## AIM OF THE TASK
Copy the listing below word for word, from the line containing "Pick out every instance of the man's eyebrow" through its final line, both included.
━━━━
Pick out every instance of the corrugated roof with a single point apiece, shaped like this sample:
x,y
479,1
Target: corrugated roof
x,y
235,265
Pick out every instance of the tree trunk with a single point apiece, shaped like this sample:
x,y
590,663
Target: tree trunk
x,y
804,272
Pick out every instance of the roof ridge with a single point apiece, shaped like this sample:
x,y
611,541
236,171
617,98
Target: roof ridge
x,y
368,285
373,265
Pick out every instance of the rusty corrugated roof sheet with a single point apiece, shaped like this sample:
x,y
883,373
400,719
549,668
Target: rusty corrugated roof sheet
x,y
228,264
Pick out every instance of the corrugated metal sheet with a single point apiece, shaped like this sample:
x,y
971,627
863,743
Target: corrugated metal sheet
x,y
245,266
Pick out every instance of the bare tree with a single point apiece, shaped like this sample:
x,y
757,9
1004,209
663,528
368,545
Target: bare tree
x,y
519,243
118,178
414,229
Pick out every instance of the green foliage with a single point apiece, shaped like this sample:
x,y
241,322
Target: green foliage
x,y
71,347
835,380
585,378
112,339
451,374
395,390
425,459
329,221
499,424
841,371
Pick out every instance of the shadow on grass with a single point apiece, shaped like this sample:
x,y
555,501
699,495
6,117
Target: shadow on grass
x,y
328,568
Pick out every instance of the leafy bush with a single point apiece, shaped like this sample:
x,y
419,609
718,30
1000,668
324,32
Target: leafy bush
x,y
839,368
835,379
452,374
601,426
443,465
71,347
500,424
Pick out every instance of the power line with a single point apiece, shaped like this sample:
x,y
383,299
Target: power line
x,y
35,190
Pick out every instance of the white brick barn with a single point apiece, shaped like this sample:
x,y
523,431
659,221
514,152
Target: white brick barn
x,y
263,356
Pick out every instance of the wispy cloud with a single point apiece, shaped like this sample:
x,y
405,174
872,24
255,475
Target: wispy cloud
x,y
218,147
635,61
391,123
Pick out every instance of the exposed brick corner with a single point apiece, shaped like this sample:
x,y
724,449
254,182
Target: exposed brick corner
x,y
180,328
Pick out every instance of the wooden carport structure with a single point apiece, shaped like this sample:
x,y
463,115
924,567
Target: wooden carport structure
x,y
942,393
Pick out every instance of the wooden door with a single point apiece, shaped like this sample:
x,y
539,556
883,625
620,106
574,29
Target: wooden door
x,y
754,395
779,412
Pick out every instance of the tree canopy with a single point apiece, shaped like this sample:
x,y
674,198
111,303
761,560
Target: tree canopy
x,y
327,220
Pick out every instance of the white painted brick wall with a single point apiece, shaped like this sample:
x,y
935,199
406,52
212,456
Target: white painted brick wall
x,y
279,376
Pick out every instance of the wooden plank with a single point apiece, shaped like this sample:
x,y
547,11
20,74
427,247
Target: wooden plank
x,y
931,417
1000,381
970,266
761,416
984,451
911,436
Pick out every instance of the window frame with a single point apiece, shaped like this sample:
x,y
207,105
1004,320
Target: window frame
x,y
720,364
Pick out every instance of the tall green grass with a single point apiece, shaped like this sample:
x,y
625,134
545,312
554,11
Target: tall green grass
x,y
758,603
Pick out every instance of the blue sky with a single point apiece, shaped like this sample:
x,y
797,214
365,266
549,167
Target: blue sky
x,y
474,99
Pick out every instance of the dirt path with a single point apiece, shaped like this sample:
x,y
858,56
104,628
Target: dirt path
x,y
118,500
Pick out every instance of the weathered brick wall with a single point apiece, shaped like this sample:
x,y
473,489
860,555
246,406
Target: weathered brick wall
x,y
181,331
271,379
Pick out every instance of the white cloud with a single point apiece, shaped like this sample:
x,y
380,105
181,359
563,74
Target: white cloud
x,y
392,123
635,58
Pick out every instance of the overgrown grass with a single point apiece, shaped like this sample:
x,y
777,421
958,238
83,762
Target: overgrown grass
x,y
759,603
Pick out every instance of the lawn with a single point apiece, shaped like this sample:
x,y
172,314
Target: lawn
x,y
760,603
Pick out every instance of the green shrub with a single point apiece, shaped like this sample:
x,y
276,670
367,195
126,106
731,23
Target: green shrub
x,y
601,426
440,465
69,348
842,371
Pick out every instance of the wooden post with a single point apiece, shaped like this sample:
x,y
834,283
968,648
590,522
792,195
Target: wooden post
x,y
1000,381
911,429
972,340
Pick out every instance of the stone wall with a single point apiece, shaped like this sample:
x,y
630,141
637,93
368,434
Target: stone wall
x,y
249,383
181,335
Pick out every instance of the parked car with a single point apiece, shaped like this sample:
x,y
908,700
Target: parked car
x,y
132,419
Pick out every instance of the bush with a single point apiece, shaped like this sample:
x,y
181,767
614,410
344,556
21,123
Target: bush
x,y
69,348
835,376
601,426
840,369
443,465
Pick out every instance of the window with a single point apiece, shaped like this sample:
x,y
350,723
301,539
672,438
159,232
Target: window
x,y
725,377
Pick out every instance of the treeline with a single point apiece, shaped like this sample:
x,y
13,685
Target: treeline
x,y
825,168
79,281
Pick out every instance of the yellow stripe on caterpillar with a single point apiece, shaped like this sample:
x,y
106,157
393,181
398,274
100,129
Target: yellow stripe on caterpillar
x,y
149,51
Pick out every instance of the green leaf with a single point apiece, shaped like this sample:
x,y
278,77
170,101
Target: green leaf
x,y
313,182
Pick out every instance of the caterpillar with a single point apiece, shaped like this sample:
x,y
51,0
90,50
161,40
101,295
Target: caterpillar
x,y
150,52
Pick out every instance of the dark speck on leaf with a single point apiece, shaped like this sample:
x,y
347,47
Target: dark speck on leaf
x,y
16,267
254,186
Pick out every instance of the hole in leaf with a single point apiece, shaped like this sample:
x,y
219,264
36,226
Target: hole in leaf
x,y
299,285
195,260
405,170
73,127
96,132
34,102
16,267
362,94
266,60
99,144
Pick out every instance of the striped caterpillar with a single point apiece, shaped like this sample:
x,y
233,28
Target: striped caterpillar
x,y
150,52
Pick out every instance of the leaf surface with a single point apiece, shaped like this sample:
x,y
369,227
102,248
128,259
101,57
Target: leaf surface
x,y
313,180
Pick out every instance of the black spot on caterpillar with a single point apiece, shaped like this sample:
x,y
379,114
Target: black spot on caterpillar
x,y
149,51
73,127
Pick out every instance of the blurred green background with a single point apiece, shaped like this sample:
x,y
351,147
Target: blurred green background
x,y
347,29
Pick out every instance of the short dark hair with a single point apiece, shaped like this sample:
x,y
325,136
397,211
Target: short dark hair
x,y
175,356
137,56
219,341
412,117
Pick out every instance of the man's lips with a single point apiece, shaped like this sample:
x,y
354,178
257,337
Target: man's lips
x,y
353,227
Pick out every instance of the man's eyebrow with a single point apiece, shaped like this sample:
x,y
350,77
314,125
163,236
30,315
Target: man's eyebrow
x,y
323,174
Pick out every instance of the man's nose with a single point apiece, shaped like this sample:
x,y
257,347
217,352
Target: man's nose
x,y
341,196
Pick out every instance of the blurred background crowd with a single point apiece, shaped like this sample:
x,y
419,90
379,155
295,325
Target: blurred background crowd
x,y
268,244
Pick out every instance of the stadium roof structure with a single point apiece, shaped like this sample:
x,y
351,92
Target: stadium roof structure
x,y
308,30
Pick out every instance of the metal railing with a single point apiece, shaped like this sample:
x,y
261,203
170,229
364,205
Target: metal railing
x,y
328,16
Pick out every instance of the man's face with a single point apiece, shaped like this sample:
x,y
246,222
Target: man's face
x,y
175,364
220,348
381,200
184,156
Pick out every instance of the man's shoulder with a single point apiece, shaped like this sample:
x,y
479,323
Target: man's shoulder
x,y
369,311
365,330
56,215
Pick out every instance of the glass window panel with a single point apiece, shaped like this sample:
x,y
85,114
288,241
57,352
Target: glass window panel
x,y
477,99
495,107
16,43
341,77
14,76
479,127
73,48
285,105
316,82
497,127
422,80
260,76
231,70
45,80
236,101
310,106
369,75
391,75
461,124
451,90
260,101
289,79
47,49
━━━━
## SOLUTION TO THIS TASK
Pick out every instance of the man's eyebrow with a single point apiece, shaped like this sample:
x,y
350,77
314,125
163,236
30,315
Target: man's eyebrow
x,y
323,174
Pick out every instance of the man's nose with a single point apiece, shaped like this sample:
x,y
257,347
217,352
Target: man's nose
x,y
341,196
Pick out every instance of the blurred background crowd with a single point apiece, shaped like this sample:
x,y
419,90
379,155
295,325
Target: blurred background crowd
x,y
268,244
Pick out every instance of the stadium roof structure with a single point apiece, shaped like this sample:
x,y
351,92
Target: stadium roof structure
x,y
308,30
Pick out every instance of the metal railing with a single point apiece, shaped like this sample:
x,y
261,203
170,229
364,205
Target: metal railing
x,y
328,16
Pick out every instance of the man's face with a single point apiece, shaped like this sample:
x,y
246,222
Target: man's face
x,y
175,364
220,348
381,200
184,156
Pick out every instance of the man's shoulder with a single point apiece, shaped like this sample:
x,y
479,323
Target: man's shoulder
x,y
369,311
365,330
56,215
Pick out every instance of the glass window panel with a single point apiece, shaped like this sample:
x,y
85,114
288,241
57,352
Target: glass window panel
x,y
477,99
495,107
16,43
341,77
14,76
479,127
73,48
285,105
316,82
497,127
422,80
260,76
231,70
45,80
236,101
310,106
369,75
391,75
461,124
451,90
260,101
289,79
47,49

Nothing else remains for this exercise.